#### WORK REQUIRED:
Pick out each line in the data below that contains the word "petal" and copy those lines.

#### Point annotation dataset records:
= = = = =
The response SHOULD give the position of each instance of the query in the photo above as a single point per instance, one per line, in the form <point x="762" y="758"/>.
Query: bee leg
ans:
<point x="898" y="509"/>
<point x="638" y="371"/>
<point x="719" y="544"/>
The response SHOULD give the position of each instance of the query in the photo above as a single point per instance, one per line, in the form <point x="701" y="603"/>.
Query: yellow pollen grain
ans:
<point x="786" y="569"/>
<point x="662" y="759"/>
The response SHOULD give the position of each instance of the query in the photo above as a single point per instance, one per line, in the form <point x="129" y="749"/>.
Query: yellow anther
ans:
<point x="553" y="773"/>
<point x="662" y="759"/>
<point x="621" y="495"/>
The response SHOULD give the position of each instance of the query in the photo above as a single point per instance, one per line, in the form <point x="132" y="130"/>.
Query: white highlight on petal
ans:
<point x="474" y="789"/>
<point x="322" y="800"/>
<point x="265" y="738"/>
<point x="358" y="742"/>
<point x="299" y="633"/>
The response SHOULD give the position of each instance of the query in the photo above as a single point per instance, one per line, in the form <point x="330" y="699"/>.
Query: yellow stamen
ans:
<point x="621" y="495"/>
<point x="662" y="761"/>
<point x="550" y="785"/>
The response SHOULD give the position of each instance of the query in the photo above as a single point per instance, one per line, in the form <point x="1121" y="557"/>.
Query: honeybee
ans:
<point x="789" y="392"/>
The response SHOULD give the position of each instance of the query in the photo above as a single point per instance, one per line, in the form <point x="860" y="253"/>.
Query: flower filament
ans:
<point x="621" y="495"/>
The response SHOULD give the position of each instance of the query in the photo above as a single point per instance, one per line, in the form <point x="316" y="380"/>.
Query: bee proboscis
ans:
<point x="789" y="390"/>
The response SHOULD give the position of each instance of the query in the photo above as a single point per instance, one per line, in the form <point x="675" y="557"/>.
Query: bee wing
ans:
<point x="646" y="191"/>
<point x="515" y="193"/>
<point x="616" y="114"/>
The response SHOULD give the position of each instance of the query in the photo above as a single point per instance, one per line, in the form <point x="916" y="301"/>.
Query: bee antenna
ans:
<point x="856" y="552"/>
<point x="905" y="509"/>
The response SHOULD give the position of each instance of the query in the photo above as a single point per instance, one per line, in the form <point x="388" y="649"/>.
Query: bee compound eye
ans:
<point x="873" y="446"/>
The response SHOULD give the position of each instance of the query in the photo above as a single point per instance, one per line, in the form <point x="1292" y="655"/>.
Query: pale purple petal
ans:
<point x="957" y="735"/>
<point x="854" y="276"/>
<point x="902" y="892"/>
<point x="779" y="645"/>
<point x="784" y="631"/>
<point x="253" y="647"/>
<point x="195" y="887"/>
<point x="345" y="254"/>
= = = = =
#### TASK RESULT:
Query: white highlight on petal
Query: pale purple petal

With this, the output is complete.